Task directions =>
Nothing but the lines from the one that contains "of the doorway" through the end of the listing should appear, set down exactly.

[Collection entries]
— Begin —
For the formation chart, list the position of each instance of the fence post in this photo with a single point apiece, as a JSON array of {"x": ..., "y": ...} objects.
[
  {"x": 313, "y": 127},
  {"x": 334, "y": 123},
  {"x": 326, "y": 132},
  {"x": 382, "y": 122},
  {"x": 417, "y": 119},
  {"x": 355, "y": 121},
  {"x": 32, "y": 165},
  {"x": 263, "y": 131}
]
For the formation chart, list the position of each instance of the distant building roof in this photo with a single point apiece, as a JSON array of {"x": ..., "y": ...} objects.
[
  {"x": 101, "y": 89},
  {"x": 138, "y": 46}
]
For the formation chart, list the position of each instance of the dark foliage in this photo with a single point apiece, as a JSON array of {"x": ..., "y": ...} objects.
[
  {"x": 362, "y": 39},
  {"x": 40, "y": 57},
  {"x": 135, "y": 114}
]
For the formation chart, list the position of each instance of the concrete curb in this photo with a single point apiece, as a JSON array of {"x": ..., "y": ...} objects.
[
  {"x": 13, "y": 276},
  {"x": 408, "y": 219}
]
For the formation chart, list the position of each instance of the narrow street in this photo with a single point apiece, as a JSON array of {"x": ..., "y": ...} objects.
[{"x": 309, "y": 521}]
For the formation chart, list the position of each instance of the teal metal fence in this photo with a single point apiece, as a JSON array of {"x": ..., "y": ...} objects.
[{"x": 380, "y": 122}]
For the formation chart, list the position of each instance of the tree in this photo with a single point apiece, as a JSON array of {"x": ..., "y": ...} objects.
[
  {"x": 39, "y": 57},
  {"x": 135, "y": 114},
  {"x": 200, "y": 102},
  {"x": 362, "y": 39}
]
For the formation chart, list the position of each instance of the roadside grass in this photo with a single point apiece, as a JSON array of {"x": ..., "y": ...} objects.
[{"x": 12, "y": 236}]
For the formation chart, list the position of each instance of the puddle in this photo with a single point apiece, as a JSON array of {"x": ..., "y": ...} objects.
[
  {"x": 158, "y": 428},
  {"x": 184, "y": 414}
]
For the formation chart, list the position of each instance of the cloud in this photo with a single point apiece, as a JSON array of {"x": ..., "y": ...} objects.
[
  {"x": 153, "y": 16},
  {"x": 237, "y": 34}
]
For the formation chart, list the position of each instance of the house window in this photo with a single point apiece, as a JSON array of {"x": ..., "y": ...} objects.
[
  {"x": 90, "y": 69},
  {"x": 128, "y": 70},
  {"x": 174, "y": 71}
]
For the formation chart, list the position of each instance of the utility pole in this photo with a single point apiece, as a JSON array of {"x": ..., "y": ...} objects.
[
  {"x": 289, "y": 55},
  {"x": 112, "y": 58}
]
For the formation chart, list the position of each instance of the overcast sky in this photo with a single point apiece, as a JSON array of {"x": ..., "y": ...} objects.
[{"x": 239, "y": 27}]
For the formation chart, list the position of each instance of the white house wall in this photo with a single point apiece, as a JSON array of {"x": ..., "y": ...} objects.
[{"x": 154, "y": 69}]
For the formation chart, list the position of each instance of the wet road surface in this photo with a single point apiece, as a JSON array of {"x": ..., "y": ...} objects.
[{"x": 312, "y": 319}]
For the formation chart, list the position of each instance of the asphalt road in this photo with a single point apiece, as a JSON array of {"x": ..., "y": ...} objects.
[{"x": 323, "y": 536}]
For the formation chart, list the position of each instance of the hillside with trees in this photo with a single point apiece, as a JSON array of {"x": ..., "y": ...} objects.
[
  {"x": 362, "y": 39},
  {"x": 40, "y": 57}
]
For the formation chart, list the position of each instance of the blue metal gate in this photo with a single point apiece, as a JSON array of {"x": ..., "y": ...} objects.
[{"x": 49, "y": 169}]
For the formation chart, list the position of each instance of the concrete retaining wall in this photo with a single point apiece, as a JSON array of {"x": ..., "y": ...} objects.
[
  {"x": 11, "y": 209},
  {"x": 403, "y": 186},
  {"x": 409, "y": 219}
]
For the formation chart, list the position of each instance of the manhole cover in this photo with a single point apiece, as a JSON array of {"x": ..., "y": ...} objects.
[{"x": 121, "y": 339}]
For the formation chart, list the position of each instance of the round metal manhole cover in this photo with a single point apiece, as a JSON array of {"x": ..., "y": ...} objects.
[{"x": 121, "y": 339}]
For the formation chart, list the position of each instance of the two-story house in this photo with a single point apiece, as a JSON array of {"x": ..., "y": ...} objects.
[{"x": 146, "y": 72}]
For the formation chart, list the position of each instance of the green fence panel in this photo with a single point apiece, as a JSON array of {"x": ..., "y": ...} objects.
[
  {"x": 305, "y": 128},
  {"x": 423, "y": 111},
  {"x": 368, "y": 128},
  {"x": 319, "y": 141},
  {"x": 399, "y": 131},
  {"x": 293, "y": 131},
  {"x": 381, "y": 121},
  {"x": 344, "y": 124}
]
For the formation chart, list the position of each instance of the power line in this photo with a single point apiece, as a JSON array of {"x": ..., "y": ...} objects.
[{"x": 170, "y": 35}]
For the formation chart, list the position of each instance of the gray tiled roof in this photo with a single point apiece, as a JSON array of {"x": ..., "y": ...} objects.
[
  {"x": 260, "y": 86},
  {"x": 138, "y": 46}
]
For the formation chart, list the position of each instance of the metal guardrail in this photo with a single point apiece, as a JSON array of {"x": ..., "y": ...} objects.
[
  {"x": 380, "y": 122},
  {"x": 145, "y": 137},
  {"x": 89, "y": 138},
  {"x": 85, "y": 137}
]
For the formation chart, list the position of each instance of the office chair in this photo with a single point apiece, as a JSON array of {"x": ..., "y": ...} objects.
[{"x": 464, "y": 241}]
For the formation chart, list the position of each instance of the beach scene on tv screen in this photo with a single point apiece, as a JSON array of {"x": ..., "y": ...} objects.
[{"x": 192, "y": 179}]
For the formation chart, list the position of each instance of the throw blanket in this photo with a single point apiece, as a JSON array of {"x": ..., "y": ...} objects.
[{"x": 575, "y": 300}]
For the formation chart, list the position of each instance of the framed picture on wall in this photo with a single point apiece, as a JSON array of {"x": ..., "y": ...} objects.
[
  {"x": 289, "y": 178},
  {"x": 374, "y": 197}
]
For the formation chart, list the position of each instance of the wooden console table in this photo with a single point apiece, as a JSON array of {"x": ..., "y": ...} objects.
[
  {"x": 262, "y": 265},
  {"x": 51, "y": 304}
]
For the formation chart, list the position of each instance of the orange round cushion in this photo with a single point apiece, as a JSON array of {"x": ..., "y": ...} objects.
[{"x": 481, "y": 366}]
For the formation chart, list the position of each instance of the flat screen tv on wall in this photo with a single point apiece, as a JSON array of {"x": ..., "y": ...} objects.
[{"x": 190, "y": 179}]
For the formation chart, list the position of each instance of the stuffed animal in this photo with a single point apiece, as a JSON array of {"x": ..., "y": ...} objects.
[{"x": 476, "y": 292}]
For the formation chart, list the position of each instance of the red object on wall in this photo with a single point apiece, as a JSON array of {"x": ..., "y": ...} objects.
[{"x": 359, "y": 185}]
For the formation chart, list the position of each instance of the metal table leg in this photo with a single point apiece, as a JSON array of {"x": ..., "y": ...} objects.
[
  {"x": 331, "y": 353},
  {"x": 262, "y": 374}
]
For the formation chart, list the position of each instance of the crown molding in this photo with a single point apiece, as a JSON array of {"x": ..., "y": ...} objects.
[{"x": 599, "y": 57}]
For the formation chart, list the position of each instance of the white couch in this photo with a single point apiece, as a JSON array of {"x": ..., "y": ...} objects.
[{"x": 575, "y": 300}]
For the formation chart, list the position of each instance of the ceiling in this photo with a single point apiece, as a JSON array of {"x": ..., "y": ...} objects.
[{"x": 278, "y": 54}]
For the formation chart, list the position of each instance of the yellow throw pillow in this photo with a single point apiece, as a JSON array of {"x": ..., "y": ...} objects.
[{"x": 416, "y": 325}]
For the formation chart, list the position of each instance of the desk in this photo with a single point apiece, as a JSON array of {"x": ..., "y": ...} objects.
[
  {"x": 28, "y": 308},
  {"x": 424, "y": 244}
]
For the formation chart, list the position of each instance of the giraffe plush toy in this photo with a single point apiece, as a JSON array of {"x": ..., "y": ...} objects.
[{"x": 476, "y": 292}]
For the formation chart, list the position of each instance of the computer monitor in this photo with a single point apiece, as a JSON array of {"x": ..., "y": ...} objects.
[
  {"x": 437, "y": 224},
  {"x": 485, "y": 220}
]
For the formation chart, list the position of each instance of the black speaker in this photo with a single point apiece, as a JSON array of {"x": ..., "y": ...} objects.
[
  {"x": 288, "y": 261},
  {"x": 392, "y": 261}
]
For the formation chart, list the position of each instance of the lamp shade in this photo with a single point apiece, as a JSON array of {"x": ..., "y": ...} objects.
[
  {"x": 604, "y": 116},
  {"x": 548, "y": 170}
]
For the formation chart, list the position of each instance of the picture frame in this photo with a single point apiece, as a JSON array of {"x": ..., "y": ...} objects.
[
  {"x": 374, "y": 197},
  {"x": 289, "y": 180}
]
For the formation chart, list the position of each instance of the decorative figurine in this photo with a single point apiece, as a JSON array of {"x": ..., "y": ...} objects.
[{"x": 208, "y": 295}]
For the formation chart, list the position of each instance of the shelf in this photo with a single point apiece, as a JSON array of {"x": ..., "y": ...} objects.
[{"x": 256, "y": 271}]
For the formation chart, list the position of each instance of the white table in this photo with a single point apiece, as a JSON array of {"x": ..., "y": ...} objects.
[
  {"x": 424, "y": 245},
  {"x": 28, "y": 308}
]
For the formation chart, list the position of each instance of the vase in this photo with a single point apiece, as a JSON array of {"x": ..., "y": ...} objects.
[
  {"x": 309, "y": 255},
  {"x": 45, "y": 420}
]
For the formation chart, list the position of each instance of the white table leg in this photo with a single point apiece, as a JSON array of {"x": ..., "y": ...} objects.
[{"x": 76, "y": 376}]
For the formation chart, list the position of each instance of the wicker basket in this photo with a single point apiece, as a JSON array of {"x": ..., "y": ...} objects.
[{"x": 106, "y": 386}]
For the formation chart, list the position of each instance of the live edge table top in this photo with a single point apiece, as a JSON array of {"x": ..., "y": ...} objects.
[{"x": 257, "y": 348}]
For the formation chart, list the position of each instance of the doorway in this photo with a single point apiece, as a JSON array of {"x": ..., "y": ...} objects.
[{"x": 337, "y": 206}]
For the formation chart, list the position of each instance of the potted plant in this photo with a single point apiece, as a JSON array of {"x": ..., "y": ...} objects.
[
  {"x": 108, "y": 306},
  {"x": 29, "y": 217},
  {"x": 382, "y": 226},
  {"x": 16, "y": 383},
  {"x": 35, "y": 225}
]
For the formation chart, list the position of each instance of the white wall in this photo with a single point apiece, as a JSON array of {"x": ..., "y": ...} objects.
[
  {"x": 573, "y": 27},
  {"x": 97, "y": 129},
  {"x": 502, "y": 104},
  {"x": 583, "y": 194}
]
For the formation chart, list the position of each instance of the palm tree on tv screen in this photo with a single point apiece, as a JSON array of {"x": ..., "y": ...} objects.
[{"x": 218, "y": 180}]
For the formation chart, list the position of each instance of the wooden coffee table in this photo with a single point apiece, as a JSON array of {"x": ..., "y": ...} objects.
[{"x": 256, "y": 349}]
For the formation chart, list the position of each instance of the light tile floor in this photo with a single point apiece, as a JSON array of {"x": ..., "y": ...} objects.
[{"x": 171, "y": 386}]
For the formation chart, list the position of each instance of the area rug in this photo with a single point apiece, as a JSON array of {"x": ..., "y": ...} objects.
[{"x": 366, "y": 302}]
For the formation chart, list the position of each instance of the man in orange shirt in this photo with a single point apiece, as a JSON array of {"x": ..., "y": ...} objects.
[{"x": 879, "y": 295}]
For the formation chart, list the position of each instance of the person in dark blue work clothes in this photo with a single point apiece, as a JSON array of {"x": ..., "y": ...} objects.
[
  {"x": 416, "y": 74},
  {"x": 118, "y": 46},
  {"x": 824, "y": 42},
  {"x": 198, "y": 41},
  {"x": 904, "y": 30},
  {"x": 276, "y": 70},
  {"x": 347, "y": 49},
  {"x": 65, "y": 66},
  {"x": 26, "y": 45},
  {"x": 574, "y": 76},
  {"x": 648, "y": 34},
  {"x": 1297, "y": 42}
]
— End —
Task result =>
For the formation chart, list the position of each instance of the doorway in this photo with a single point apiece, as a JSON array of {"x": ..., "y": ...} objects.
[{"x": 337, "y": 206}]
For the formation chart, list the position of each instance of the potted plant in this photo with a single point apiece, as a JSON array of {"x": ..., "y": ...} objects.
[
  {"x": 108, "y": 306},
  {"x": 29, "y": 217},
  {"x": 382, "y": 226},
  {"x": 16, "y": 383},
  {"x": 35, "y": 225}
]
For the formation chart, list the position of each instance of the white wall in this photo with a single point apiece, as a JSON array of {"x": ..., "y": ...} objects.
[
  {"x": 573, "y": 27},
  {"x": 97, "y": 129},
  {"x": 502, "y": 104},
  {"x": 583, "y": 194}
]
For the formation chart, list the position of each instance of the palm tree on tv screen in this photo with a single point apiece, as a JSON array of {"x": ..., "y": ...} objects.
[{"x": 218, "y": 180}]
For the formation chart, list the position of each instance of the wooden coffee table in this photo with a single point apiece, as a JSON array of {"x": ..., "y": ...} objects.
[{"x": 256, "y": 349}]
For the formation chart, list the position of each instance of the light tile floor in this photo with a single point apiece, as a JSON array of {"x": ..., "y": ...} objects.
[{"x": 171, "y": 386}]
For the formation chart, list the position of each instance of the area rug in this photo with a single point apiece, as a JSON array of {"x": ..., "y": ...} objects.
[{"x": 366, "y": 302}]
For the formation chart, list the position of each instance of the man in orange shirt in this photo with a single point apiece, as a JSON array of {"x": ..., "y": ...} objects.
[{"x": 879, "y": 295}]
For the formation chart, list the position of each instance of the person in dark blue work clothes in this photo with a single point apiece, as a JSON array of {"x": ..., "y": ...} objects.
[
  {"x": 416, "y": 74},
  {"x": 118, "y": 46},
  {"x": 824, "y": 42},
  {"x": 198, "y": 41},
  {"x": 904, "y": 30},
  {"x": 276, "y": 70},
  {"x": 347, "y": 49},
  {"x": 65, "y": 66},
  {"x": 26, "y": 45},
  {"x": 574, "y": 76},
  {"x": 648, "y": 34},
  {"x": 1297, "y": 42}
]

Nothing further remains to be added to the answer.